SET EXERCISE 1:
Duplicate the part of the rows that opens with the line containing "the woman's left" and closes with the line containing "[150,79,159,84]", with both of those lines included.

EXTRACTED TEXT:
══════════

Facts and research about bicycle "sidepaths", trails, and on-road bicycle facilities

The following are facts and research related to the issue of "Sidepaths"--trails or "wide sidewalks" intended for bicyclist use that are built parallel to and immediately adjacent to roads or highways.

The information below was collected in reference to a current study for widening 150 Hwy from Grandview to Lee's Summit. However, the issues and research apply to many projects, especially MoDOT projects, around the state of Missouri.

One reason the bicycling community is so interested in this issue is that all the research and studies in this area back up completely the experienced bicyclist's experience on the road and on the trail.

Bicycle facilities on the road can be designed well and can work well.

A trail that is completely separated from traffic can also work well (think of the Katy Trail or the Indian Creek Trail).

But a bicycle "trail", "sidepath" that goes alongside a roadway is simply a facility that does not work. It is not safe. The only ways it can be made safe is by completely eliminating all the intersections of the trail and the roadway, including cross-streets and driveways or by taking rather dramatic measures at each and every driveway and intersection crossing--measures we have never seen implemented in Missouri.

══════════

SUPPLIED MATERIAL:

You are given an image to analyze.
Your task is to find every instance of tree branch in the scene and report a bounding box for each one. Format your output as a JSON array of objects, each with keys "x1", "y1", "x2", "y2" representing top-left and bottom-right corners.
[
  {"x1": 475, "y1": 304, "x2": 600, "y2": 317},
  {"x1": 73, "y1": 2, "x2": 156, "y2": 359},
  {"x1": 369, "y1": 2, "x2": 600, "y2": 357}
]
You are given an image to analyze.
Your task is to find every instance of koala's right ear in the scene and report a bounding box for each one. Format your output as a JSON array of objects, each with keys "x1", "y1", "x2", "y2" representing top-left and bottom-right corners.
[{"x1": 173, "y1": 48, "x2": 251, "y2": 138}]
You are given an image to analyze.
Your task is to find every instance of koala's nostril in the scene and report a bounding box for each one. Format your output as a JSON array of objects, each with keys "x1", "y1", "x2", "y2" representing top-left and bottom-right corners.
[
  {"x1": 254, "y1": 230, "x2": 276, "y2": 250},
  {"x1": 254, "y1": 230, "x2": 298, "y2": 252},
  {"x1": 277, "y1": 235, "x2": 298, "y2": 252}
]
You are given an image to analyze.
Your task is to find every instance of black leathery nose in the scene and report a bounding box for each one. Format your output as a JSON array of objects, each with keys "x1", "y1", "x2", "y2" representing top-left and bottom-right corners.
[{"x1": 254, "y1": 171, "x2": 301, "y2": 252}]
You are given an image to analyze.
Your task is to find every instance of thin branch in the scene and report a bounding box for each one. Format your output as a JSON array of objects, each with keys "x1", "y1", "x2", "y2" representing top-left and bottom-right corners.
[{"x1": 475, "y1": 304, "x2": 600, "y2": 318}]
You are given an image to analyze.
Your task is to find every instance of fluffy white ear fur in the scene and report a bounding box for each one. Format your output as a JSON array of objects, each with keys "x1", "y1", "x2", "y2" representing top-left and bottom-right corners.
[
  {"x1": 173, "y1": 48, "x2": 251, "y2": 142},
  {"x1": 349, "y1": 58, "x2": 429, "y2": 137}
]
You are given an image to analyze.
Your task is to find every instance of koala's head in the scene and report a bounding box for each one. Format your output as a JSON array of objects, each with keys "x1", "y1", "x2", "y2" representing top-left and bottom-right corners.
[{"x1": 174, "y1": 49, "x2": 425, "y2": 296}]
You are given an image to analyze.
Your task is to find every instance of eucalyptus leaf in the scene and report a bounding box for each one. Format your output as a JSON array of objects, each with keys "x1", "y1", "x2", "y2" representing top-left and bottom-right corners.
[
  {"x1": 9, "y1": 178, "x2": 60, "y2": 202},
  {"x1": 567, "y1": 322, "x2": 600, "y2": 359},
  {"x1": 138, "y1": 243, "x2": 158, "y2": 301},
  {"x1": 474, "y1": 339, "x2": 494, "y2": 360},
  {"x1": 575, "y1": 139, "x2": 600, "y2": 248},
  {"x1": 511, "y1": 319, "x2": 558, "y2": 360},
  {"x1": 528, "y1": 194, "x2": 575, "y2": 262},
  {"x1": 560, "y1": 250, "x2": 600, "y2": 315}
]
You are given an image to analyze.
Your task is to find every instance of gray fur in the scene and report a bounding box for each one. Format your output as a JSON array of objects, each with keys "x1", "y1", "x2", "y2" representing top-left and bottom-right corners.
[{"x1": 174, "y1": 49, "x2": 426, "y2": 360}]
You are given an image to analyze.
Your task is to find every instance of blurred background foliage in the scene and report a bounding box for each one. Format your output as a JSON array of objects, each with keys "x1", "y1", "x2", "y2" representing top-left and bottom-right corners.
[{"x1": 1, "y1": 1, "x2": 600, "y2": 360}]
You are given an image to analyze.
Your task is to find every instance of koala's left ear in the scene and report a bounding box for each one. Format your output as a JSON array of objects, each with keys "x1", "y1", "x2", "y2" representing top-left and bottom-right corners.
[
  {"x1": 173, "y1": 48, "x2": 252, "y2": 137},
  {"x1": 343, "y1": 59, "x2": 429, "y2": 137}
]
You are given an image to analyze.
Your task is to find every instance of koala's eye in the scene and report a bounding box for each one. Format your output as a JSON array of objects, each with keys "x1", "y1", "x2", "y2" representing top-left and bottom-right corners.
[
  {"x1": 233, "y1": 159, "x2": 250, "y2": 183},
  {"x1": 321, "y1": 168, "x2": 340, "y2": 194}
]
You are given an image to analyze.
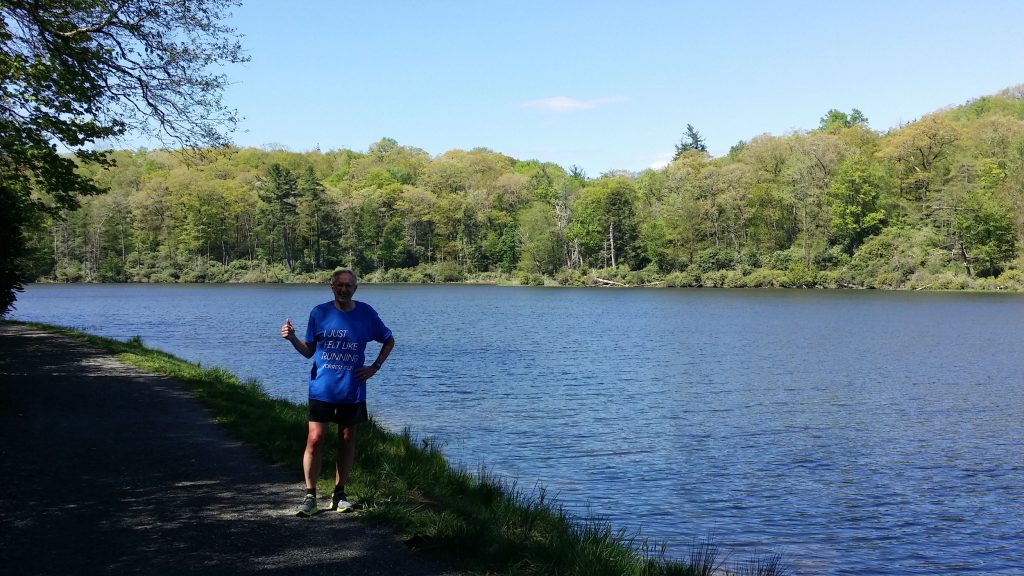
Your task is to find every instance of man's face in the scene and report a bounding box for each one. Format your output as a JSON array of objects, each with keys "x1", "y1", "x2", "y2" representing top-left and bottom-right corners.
[{"x1": 331, "y1": 274, "x2": 358, "y2": 302}]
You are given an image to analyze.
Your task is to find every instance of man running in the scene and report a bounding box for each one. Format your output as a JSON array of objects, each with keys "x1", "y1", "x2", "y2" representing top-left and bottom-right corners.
[{"x1": 281, "y1": 270, "x2": 394, "y2": 517}]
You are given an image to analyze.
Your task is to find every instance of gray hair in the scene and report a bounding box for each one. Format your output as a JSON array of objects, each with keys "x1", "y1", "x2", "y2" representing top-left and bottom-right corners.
[{"x1": 331, "y1": 268, "x2": 359, "y2": 286}]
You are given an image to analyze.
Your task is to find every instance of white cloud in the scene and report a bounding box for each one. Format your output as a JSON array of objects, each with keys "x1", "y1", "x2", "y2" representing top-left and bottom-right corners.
[{"x1": 520, "y1": 96, "x2": 629, "y2": 112}]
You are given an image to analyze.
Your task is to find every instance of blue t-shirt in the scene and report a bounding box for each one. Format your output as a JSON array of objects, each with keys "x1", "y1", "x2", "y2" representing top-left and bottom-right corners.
[{"x1": 306, "y1": 300, "x2": 391, "y2": 404}]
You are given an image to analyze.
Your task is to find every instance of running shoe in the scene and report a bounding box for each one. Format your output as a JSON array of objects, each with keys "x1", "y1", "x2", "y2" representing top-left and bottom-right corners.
[
  {"x1": 295, "y1": 494, "x2": 319, "y2": 517},
  {"x1": 331, "y1": 490, "x2": 354, "y2": 512}
]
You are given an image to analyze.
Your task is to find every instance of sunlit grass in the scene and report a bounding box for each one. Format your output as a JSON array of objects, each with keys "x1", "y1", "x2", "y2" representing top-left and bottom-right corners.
[{"x1": 19, "y1": 324, "x2": 785, "y2": 576}]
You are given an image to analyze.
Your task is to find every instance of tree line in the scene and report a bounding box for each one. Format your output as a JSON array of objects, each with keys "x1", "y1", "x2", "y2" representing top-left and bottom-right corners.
[{"x1": 24, "y1": 86, "x2": 1024, "y2": 289}]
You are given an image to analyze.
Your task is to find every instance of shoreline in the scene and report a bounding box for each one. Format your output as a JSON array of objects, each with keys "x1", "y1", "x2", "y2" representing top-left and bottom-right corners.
[{"x1": 0, "y1": 322, "x2": 782, "y2": 576}]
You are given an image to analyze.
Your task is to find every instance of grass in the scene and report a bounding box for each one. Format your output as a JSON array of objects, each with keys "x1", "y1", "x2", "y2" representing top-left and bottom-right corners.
[{"x1": 19, "y1": 317, "x2": 786, "y2": 576}]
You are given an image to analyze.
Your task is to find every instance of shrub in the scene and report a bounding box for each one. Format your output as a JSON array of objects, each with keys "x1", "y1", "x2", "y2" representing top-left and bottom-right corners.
[
  {"x1": 665, "y1": 270, "x2": 700, "y2": 288},
  {"x1": 519, "y1": 272, "x2": 544, "y2": 286}
]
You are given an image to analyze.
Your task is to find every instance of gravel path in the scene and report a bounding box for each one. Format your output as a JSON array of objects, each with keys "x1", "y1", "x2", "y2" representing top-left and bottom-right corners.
[{"x1": 0, "y1": 323, "x2": 464, "y2": 576}]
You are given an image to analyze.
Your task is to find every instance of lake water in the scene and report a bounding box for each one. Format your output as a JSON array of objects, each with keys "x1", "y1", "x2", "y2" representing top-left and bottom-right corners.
[{"x1": 12, "y1": 285, "x2": 1024, "y2": 575}]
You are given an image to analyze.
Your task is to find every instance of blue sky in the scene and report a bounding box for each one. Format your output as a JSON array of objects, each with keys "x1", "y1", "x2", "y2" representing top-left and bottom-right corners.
[{"x1": 225, "y1": 0, "x2": 1024, "y2": 176}]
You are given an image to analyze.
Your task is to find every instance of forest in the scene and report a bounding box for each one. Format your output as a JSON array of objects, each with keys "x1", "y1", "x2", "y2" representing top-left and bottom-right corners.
[{"x1": 22, "y1": 85, "x2": 1024, "y2": 290}]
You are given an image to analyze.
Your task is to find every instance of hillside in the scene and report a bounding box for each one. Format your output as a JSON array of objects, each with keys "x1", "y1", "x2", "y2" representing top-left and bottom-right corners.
[{"x1": 30, "y1": 86, "x2": 1024, "y2": 290}]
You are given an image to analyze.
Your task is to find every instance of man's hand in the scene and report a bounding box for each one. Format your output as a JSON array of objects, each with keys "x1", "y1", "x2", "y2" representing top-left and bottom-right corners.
[{"x1": 355, "y1": 364, "x2": 380, "y2": 382}]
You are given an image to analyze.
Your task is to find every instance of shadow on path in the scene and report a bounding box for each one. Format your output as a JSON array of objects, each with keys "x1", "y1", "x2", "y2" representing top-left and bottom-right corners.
[{"x1": 0, "y1": 323, "x2": 464, "y2": 576}]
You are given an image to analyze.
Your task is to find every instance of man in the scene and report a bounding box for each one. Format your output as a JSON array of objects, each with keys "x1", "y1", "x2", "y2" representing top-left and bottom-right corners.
[{"x1": 281, "y1": 270, "x2": 394, "y2": 517}]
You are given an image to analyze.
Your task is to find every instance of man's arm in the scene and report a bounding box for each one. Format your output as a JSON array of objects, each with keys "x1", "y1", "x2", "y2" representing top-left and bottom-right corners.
[
  {"x1": 355, "y1": 336, "x2": 394, "y2": 380},
  {"x1": 281, "y1": 318, "x2": 316, "y2": 358}
]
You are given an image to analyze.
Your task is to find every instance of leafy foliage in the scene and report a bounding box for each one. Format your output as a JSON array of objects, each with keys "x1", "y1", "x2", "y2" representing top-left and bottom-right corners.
[
  {"x1": 18, "y1": 85, "x2": 1024, "y2": 289},
  {"x1": 0, "y1": 0, "x2": 245, "y2": 314}
]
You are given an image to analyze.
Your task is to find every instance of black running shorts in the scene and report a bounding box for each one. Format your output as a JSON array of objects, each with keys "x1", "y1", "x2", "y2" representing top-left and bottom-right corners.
[{"x1": 309, "y1": 398, "x2": 370, "y2": 426}]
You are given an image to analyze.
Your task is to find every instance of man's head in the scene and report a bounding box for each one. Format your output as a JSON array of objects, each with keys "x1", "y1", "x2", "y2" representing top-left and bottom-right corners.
[{"x1": 331, "y1": 269, "x2": 359, "y2": 305}]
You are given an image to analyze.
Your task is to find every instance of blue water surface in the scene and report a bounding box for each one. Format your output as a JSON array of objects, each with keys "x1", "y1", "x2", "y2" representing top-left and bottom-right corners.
[{"x1": 12, "y1": 285, "x2": 1024, "y2": 575}]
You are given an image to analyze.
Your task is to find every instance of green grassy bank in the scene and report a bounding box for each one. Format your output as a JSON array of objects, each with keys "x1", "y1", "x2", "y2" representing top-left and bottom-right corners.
[{"x1": 22, "y1": 324, "x2": 785, "y2": 576}]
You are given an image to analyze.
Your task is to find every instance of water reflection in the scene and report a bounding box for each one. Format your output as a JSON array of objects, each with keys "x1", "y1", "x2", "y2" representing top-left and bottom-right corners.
[{"x1": 9, "y1": 285, "x2": 1024, "y2": 574}]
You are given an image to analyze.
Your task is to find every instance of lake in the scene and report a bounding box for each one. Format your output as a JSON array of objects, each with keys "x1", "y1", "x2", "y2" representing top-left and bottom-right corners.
[{"x1": 11, "y1": 285, "x2": 1024, "y2": 575}]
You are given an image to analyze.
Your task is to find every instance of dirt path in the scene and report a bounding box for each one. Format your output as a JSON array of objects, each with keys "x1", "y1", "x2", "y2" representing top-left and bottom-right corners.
[{"x1": 0, "y1": 323, "x2": 464, "y2": 576}]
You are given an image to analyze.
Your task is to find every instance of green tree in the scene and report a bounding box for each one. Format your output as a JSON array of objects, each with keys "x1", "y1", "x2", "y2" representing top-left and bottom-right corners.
[
  {"x1": 0, "y1": 0, "x2": 246, "y2": 314},
  {"x1": 818, "y1": 108, "x2": 867, "y2": 133},
  {"x1": 296, "y1": 165, "x2": 332, "y2": 271},
  {"x1": 828, "y1": 158, "x2": 886, "y2": 254},
  {"x1": 953, "y1": 190, "x2": 1019, "y2": 276},
  {"x1": 259, "y1": 162, "x2": 299, "y2": 270},
  {"x1": 518, "y1": 202, "x2": 562, "y2": 275},
  {"x1": 672, "y1": 124, "x2": 708, "y2": 160}
]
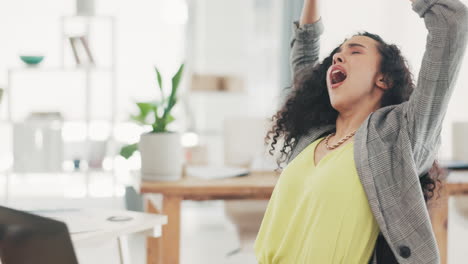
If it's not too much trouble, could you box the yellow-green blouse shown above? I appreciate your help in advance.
[254,137,379,264]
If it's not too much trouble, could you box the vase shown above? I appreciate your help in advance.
[138,132,184,181]
[76,0,94,16]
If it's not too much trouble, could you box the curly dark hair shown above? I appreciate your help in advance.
[265,31,446,204]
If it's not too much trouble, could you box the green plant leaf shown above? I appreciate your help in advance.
[120,143,138,159]
[163,63,184,118]
[130,102,159,125]
[154,66,166,103]
[166,114,175,126]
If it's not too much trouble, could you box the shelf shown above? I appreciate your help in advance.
[187,90,247,96]
[8,66,114,73]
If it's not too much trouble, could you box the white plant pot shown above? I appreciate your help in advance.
[76,0,95,16]
[138,132,184,181]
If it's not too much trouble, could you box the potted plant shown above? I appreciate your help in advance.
[120,64,184,181]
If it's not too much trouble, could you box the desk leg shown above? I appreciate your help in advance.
[429,184,449,264]
[146,199,164,264]
[161,195,182,264]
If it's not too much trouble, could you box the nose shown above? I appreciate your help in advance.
[333,53,343,64]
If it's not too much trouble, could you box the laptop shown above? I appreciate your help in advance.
[0,206,78,264]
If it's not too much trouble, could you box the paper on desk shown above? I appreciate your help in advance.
[187,165,249,179]
[31,209,105,234]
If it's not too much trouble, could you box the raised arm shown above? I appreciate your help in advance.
[403,0,468,147]
[289,0,324,78]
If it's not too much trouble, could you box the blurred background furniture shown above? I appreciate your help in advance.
[223,116,276,254]
[140,172,278,264]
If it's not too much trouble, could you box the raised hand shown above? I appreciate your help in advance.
[299,0,320,26]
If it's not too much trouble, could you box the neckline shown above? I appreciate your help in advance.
[312,137,354,168]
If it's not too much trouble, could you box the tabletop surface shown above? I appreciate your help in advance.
[34,208,168,246]
[140,171,280,199]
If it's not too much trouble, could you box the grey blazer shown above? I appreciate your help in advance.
[287,0,468,264]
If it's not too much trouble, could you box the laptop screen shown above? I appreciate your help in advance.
[0,206,78,264]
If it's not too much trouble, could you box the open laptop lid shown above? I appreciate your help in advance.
[0,206,78,264]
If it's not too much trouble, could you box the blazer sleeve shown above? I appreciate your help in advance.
[405,0,468,146]
[289,17,324,87]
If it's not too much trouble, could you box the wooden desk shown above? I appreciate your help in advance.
[140,171,468,264]
[32,208,167,263]
[429,170,468,264]
[140,172,280,264]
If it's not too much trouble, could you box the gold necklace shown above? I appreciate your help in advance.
[325,130,356,150]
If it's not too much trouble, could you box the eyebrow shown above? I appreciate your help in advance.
[337,43,367,52]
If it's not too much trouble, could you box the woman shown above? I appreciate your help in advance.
[254,0,468,264]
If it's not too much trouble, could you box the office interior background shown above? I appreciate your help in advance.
[0,0,468,263]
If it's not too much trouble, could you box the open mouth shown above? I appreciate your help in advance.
[331,70,347,85]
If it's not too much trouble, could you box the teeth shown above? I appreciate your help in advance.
[332,70,346,75]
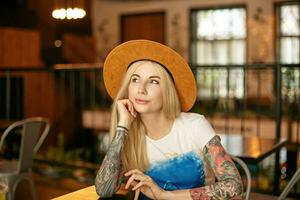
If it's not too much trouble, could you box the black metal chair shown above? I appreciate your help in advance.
[0,117,50,200]
[231,155,251,200]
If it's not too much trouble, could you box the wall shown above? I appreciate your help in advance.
[91,0,286,62]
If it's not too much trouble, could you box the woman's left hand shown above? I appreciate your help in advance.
[125,169,166,200]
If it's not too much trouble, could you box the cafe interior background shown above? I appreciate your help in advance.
[0,0,300,199]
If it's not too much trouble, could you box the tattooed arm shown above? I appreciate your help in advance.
[160,136,243,200]
[190,136,243,200]
[95,128,127,198]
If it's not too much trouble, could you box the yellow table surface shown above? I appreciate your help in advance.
[51,185,99,200]
[54,185,128,200]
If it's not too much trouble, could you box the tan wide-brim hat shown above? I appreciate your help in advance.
[103,40,197,111]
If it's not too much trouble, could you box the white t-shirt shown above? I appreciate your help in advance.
[146,112,215,190]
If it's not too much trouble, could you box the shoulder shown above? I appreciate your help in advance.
[177,112,207,125]
[177,112,216,150]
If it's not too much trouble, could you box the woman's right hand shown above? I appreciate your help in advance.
[117,99,137,129]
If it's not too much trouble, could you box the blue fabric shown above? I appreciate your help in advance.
[139,151,205,200]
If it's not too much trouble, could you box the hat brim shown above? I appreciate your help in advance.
[103,40,197,111]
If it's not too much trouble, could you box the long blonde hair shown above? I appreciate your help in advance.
[110,60,180,171]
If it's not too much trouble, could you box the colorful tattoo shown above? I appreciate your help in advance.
[190,136,243,200]
[95,129,127,198]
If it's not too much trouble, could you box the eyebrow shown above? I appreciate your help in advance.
[131,74,160,79]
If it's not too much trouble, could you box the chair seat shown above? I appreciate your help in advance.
[0,160,18,178]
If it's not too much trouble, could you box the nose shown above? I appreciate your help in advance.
[138,83,147,94]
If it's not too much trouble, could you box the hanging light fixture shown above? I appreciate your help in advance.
[52,0,86,19]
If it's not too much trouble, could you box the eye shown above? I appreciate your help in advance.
[131,77,138,83]
[150,79,159,84]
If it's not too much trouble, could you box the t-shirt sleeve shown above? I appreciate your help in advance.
[191,115,216,151]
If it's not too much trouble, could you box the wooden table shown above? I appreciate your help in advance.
[54,185,131,200]
[51,185,99,200]
[55,134,287,200]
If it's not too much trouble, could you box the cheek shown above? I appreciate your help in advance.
[128,85,134,99]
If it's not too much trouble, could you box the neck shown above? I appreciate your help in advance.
[141,112,174,140]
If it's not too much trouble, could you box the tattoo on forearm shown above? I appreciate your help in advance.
[95,129,126,197]
[190,136,243,200]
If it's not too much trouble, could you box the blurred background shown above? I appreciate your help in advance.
[0,0,300,199]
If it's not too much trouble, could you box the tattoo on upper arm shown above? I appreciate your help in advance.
[95,129,125,197]
[190,136,242,200]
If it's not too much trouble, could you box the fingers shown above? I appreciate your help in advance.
[118,99,137,117]
[124,169,144,176]
[132,177,151,190]
[124,169,146,189]
[134,189,141,200]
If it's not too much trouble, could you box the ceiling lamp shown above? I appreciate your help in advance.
[52,0,86,19]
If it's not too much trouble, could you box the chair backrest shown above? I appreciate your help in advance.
[231,156,251,200]
[0,117,50,173]
[278,168,300,200]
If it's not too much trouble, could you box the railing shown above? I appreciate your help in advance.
[0,64,300,193]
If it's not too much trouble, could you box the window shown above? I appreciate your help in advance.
[191,8,246,99]
[276,1,300,102]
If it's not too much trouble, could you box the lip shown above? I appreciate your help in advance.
[134,99,149,105]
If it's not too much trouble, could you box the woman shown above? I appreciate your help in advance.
[95,40,242,200]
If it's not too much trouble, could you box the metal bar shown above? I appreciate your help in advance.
[241,69,247,136]
[225,67,230,133]
[273,63,282,194]
[256,71,261,137]
[5,71,11,120]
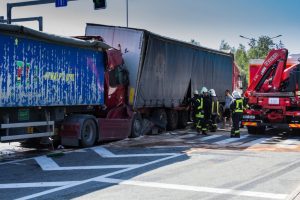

══════════

SET EXERCISE 2:
According to the text on bicycle sidepaths, why is the bicycling community so interested in the sidepath issue?

EXERCISE SOLUTION 1:
If it's not too much trouble, could you box the woman's left hand shown above? I appreciate your help in advance.
[125,169,166,200]
If it's not too much trouble, could you box the cafe interior background shown above? I appreciate your help in advance.
[0,0,300,199]
If it's not too much trouble, could you box the tattooed arm shown above? I appreciate your help in advance.
[160,136,243,200]
[190,136,243,200]
[95,128,127,198]
If it's not too much trouble, could you box the yellow table surface shown above? I appreciate your help in advance.
[51,185,99,200]
[54,185,128,200]
If it's not too much trouble, could you box the tan wide-brim hat shown above? I appreciate your help in advance.
[103,40,197,111]
If it's not too much trouble, could you box the white t-shirt shown above? I appreciate your help in advance.
[146,112,215,190]
If it's not too much trouble, could you box the shoulder shown above? I appreciate your help in advance.
[177,112,207,125]
[177,112,216,150]
If it's not too much trouble, could you box the woman's right hand shown above? I appreciate your help in advance.
[117,99,137,129]
If it's not too much trouble, could you box the blue fabric shown above? I appreciate your help in advance.
[139,151,205,200]
If it's not too much trouble, could you box the hat brim shown above? I appreciate your help in advance.
[103,40,197,111]
If it's not too much trouble, could you box the long blonde hair shown above? I appreciate your help in advance.
[110,60,180,171]
If it's not too much trouble, could you box the colorful tattoo shown above? I appreciate your help in advance.
[190,136,243,200]
[95,129,127,198]
If it's not too much trouble, could you box the eyebrow shown above? I appreciate your help in advance.
[131,74,160,79]
If it's not too much trouble, could you box the chair seat shown above? I appreciate your help in advance.
[0,160,18,178]
If it's not too much trouble, could you box the nose shown above? I appreciate your help in advance.
[138,83,147,94]
If it's not too much trouble, could you box the hanging light fixture shown above? I appreciate your help in advance.
[52,0,86,19]
If it's not too much trouble, could you box the eye shown above? I appreciate your help in advance.
[131,77,138,83]
[150,79,159,84]

EXERCISE SOLUTION 2:
The bicycling community is interested because the research and studies on sidepaths fully support what experienced bicyclists have found on roads and trails.